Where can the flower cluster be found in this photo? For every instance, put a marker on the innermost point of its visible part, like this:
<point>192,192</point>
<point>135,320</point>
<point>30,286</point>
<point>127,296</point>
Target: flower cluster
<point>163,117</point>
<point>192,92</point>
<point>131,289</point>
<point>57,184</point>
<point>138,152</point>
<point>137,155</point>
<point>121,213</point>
= = = = =
= DO THIS =
Copy the material again, replacing "flower cluster" with "blossom" wherever it occurs and leaving everything else unchanged.

= TASK RESPONSE =
Where can the blossom be found in this photo? For every instance, put a marker on the innermost point of its visible part, like this:
<point>192,192</point>
<point>135,320</point>
<point>30,286</point>
<point>127,296</point>
Target: blossom
<point>163,117</point>
<point>192,92</point>
<point>131,289</point>
<point>57,184</point>
<point>138,152</point>
<point>137,155</point>
<point>121,213</point>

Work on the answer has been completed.